To obtain and keep power the party must craft a policy structure that appeals to the electorate. As Carol Paton cogently noted in the last three paragraphs of her article, the DA has failed, and continues to fail, in this understanding (“DA now a party for some, not all, as new race policy entrenches denialism”, September 8).

The fundamental concepts of 19th century liberalism are a valuable backbone in modern Western political theory, to be built on and modified to accommodate current circumstances. To fixate on one aspect and closely relate it to modern views on race and nonracialism in the face of SA history is politically foolish.

What the DA needs to create is a pragmatic and simple-to-understand range of policies that the majority of South Africans can relate to. Think education: Break the stranglehold of Marxist unions over teaching in government schools so that proper result-oriented education is provided to uplift all our children, particularly those in rural areas. Think labour policy: Do away with the inordinate power of Cosatu, exercised to protect often overpaid jobs and its members from free competition in the labour field.

There are many more underemployed and unemployed people than there are union members, a constituency waiting to be appealed to. The whole of government, national, provincial and local, and the state-owned entities, are stuffed with often incompetent employees, in effect bribed at taxpayers' expense to keep supporting the ANC.

* _Information provided_
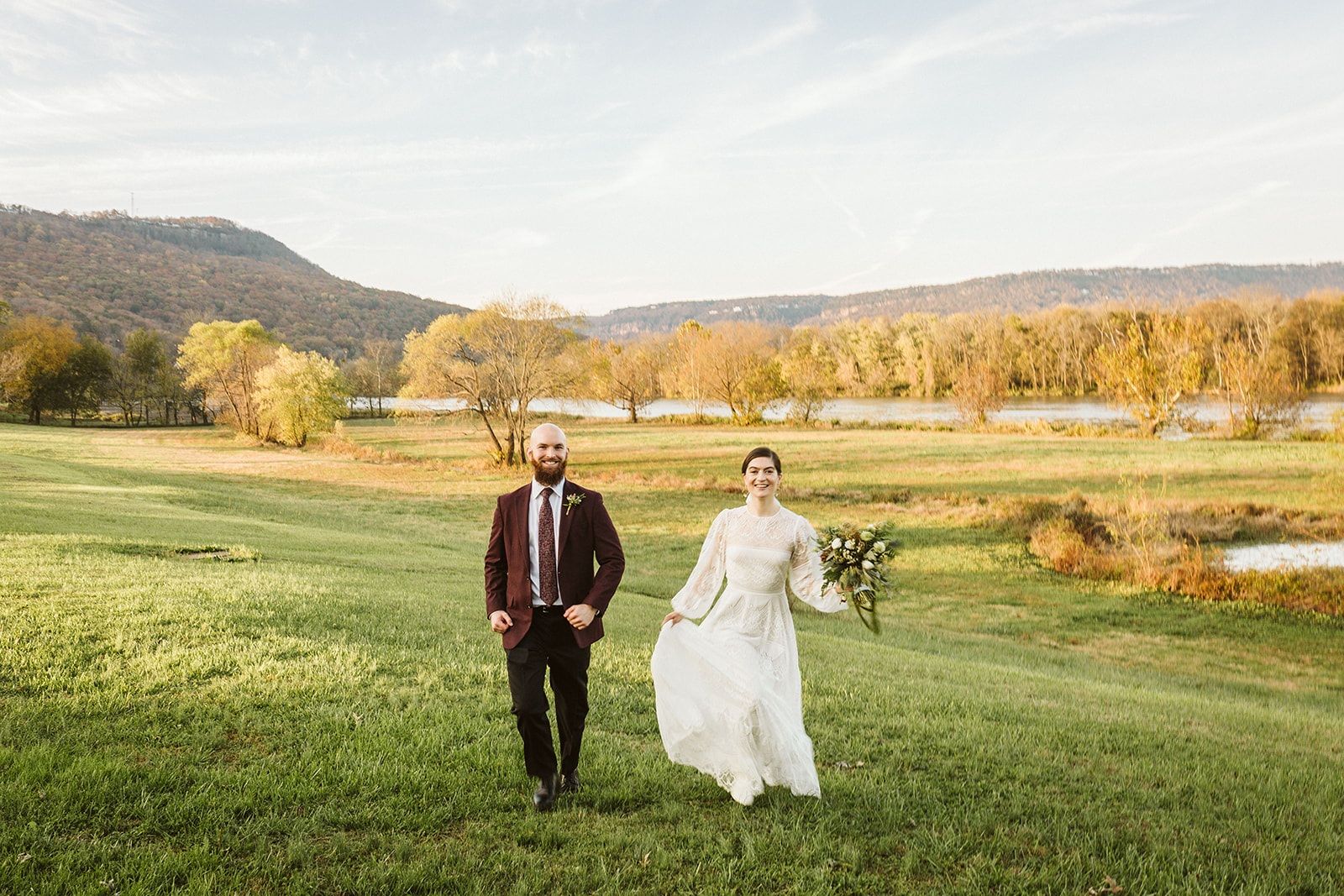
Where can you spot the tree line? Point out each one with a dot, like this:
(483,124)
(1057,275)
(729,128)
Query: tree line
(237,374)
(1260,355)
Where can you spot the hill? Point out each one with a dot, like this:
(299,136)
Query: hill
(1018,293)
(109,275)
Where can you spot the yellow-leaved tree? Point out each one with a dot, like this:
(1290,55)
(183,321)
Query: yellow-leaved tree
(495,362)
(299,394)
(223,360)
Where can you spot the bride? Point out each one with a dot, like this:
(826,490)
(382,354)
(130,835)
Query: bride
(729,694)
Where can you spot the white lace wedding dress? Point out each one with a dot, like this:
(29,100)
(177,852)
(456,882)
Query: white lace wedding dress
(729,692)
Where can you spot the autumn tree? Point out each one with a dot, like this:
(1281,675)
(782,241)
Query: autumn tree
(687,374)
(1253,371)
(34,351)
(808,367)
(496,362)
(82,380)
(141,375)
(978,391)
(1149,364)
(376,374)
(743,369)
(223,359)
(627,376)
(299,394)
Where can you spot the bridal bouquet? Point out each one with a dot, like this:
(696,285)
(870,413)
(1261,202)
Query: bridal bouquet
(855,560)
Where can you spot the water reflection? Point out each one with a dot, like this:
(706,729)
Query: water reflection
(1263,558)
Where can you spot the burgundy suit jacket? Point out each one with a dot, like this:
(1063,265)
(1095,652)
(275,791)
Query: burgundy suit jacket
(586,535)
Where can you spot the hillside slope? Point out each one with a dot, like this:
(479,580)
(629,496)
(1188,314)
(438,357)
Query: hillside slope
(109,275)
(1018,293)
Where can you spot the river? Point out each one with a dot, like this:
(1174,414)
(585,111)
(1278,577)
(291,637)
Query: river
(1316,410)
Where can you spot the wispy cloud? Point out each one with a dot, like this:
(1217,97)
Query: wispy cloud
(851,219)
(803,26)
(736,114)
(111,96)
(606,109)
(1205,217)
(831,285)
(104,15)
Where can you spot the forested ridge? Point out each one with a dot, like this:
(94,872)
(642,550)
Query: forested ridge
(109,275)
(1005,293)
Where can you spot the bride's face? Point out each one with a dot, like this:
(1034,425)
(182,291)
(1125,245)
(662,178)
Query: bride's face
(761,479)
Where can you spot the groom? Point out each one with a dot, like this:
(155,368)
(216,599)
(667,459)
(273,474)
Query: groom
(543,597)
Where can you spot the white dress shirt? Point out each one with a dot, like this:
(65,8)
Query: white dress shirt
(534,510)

* _What is being asked_
Transcribe the passage from the text on the DA's policies above, starting at "To obtain and" and ending at "is politically foolish.".

* _Expected answer_
To obtain and keep power the party must craft a policy structure that appeals to the electorate. As Carol Paton cogently noted in the last three paragraphs of her article, the DA has failed, and continues to fail, in this understanding (“DA now a party for some, not all, as new race policy entrenches denialism”, September 8).

The fundamental concepts of 19th century liberalism are a valuable backbone in modern Western political theory, to be built on and modified to accommodate current circumstances. To fixate on one aspect and closely relate it to modern views on race and nonracialism in the face of SA history is politically foolish.